Task prompt »
Output every line of the entries below as a numbered list, leaving out any blank lines.

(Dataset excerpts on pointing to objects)

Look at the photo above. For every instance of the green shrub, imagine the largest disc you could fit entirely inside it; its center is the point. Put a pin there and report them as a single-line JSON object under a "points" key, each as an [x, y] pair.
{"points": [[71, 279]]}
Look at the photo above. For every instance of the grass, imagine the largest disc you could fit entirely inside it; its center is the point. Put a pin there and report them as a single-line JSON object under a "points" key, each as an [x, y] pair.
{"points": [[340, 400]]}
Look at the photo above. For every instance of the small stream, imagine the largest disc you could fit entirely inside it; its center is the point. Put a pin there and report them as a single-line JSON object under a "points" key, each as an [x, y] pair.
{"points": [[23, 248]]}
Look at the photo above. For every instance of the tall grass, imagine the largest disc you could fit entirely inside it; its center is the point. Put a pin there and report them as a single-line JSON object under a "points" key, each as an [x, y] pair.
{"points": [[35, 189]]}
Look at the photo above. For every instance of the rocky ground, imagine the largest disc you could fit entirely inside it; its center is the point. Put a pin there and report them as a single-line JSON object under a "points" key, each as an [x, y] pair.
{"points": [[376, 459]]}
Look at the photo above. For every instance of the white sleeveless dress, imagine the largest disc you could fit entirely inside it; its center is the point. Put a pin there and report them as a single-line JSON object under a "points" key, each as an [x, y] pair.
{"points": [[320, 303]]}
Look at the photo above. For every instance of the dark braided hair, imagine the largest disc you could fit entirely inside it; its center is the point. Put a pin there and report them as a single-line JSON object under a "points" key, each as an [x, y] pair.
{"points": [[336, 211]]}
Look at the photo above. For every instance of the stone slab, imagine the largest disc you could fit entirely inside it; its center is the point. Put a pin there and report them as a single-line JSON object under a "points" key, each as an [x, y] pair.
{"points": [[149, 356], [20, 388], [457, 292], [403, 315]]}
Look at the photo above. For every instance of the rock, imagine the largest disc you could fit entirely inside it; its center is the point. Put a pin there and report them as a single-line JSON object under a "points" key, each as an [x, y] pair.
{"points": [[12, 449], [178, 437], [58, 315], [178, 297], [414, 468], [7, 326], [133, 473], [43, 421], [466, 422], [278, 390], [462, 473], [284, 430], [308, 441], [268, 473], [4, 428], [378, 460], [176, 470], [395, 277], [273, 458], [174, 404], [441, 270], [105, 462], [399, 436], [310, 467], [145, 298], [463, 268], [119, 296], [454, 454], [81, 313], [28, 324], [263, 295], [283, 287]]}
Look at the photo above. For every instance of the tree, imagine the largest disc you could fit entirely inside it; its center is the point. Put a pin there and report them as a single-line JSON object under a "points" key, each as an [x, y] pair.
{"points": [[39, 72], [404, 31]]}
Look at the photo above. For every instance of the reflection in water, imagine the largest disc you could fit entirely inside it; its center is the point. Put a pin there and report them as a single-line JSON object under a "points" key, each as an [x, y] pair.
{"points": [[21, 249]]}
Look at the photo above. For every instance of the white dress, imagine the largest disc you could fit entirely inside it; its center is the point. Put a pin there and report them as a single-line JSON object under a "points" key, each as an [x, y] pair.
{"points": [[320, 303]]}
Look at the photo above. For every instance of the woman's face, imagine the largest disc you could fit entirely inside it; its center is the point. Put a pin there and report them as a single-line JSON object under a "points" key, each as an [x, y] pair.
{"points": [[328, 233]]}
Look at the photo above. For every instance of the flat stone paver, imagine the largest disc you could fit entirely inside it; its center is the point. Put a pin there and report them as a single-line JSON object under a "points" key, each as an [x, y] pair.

Task response »
1. Look at the photo above. For every instance of the green shrub, imagine the largest disc you could fit entirely inside it; its center is the point. Put a pin there and report them as a single-line JSON object under a "points" key, each as an [x, y] pair.
2. {"points": [[71, 279]]}
3. Look at the photo above. For every instance of the grass, imagine the largest disc you could fit entirely inside it; its center is the point. Put a pin there and report them as a single-line JSON object under a "points" key, each as an [x, y] pair.
4. {"points": [[340, 400]]}
5. Look at the photo above. For every instance of the small stream, imagine the largest disc you could fit entirely inside it; its center is the point. Put a pin there and report them as a single-line JSON object under a "points" key, each as an [x, y] pair.
6. {"points": [[23, 248]]}
7. Look at the photo above. For every instance of the tall grass, imagine the largest disc you could fit entirely inside it; its center is the point. Put a pin there and report them as a single-line JSON object under a "points" key, each as an [x, y] pair.
8. {"points": [[35, 189]]}
9. Look at the photo above. For every instance of the rocky ground, imagine the largest disc you could fit entirely inside it; its center is the point. Put a pin there and report them as a single-line JSON object under a "points" key, each as an [x, y] pair.
10. {"points": [[376, 459]]}
11. Look at the photo above. For every instance of the white sleeveless dress, imagine the largest disc you could fit entirely inside it; its center is the point. Put a pin there and report them as a single-line JSON object under a "points" key, each as an [x, y] pair.
12. {"points": [[320, 303]]}
13. Look at the photo above. For every instance of the dark braided hair, imagine the largest disc you could fit entirely inside it; its center is the point. Put a pin there and report them as a single-line JSON object under a "points" key, each as an [x, y] pair.
14. {"points": [[336, 211]]}
15. Look at the photo above. For every instance of the stone slab, imagine the largest disc you could fit entirely inside it; its center is the point. Put a pin there and report them as a single-line JSON object under a "points" key, each as an [x, y] pair.
16. {"points": [[149, 356], [20, 388], [457, 292], [403, 315]]}
17. Look at the photo above. For every instance of the rock, imagine the largest disc you could fit entirely inside it; its center is the point. Put a pin there and report them as a single-line JSON object under a "points" key, each as an [x, y] pair.
18. {"points": [[12, 449], [178, 437], [58, 315], [178, 297], [414, 468], [7, 326], [133, 473], [43, 421], [466, 422], [278, 390], [462, 473], [284, 430], [308, 441], [268, 473], [4, 428], [378, 460], [176, 470], [395, 277], [273, 458], [174, 404], [441, 270], [105, 462], [399, 436], [310, 467], [145, 298], [463, 268], [119, 296], [454, 454], [81, 313], [28, 324], [263, 295], [283, 287]]}
19. Look at the photo above. For every instance of the tree, imagine the largest disc you could fit entirely inside it; its center is the point. Put a pin there and report them as a single-line JSON object under a "points" key, each as an [x, y] pair.
20. {"points": [[39, 72], [404, 31]]}
21. Look at the photo above. For every instance of the reflection in water, imagine the largest disc you could fit entirely inside it; its center is the point. Put a pin there and report them as a single-line JSON object under a "points" key, each as an [x, y] pair.
22. {"points": [[21, 249]]}
23. Look at the photo above. For every instance of the white dress, imagine the largest disc you could fit entirely inside it; its center is the point. Put a pin there and report them as a single-line JSON object under a "points" key, each as an [x, y] pair.
24. {"points": [[320, 303]]}
25. Look at the photo above. For every instance of the woman's face, imagine the largest disc you could fit entirely inside it; its center is the point. Put a pin there and report them as a single-line JSON object under a "points" key, each as an [x, y] pair.
26. {"points": [[328, 233]]}
27. Look at the photo above. For every instance of the flat stone paver, imagine the largest disc you could fit entirely inside it; its center is the point. Put a pin there and report them as a single-line JSON object under a "points" key, each as an [x, y] pair.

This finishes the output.